Until there's a better way to measure employment, investors will follow ADP and BLS.

March Non-farm Payrolls are likely going to be nothing special, right around the average of 230,000.

Just to throw a spanner into the works, this morning's initial unemployment claims came out at 221,000, the highest since January, and just above the average for the past 12 months. If initial unemployment claims are running at a rate of about 800,000 a month, are those reflected in the jobs numbers?

The answer is probably not.

Meanwhile, gold and silver have made headway, but are slowing from the rapid gains of the past week to 10 days. Gold priced as high as $2,322, and silver $27.40 overnight on the respective COMEX continuous contracts.

Hedge accordingly.

At the Close, Wednesday, April 3, 2024:
Dow: 39,127.14, -43.06 (-0.11%)
NASDAQ: 16,277.46, +37.06 (+0.23%)
S&P 500: 5,211.49, +5.68 (+0.11%)
NYSE Composite: 18,146.64, +39.14 (+0.22%)


Signals Are Flashing Red For Stocks as Bond Yields Rise, Gold, Silver, Oil Gallop Ahead

Wednesday, April 3, 2024, 9:17 am ET

There's noise and then there's signal.

Much of what markets, governments, analysts, bloggers, and TV talking heads spew on a regular basis is simply noise. Tuesday's rising treasury yields and smoking hot gold and silver rallies were signals that don't often occur together. The unmistakable message from this duopoly is that risk is rising at an increased pace.

Yield on both the 10-year note and 30-year bond rose to their highest levels of the year, 4.36% and 4.51%, respectively. Normally, as yields rise, precious metals decline. The exact opposite was the case on Tuesday and prior to that.

### LISTED ENTRIES:
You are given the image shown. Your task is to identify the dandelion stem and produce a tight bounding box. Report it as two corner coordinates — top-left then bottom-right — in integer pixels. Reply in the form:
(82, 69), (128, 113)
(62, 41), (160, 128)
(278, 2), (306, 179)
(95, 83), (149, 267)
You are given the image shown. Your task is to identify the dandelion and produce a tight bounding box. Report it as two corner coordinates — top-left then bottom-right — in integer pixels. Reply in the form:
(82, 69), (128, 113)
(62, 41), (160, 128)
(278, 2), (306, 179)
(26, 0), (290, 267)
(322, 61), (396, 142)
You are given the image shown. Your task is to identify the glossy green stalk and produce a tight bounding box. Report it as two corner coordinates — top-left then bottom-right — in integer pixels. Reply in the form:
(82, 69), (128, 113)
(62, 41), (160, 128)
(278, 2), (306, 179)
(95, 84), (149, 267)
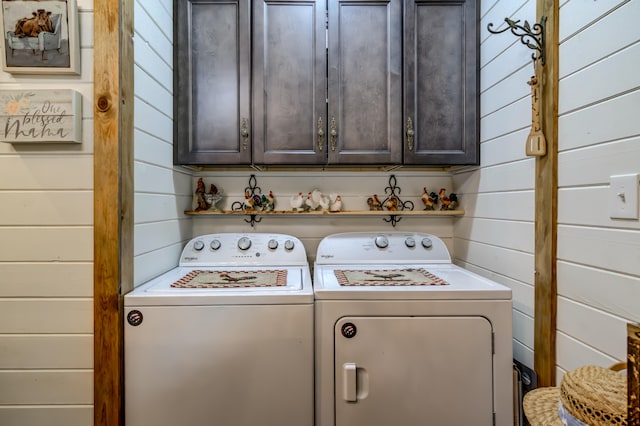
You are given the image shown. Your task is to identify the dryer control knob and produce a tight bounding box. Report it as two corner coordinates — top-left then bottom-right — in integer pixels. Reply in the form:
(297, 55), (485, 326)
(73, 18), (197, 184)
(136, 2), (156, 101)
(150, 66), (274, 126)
(422, 238), (433, 248)
(284, 240), (296, 251)
(238, 237), (251, 250)
(376, 235), (389, 248)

### JOBS:
**A.** List every stock index whose closing figure the market commentary reports.
**B.** In the listing, substitute "yellow flower" for "dandelion" throughout everything from the line containing "the dandelion and" down to the line containing "(322, 61), (396, 142)", and give back only those lines.
The market commentary and the listing have no connection to each other.

### THE REPLIES:
**A.** Dow, NASDAQ, S&P 500, NYSE Composite

**B.**
You are given the image shown. Your task is to identify the yellow flower and produce a tight bounding box. Report it as two corner coordinates — top-left then bottom-right — in integer pixels. Reply in the form:
(82, 69), (128, 113)
(62, 41), (160, 128)
(278, 2), (306, 179)
(26, 0), (290, 267)
(322, 61), (396, 142)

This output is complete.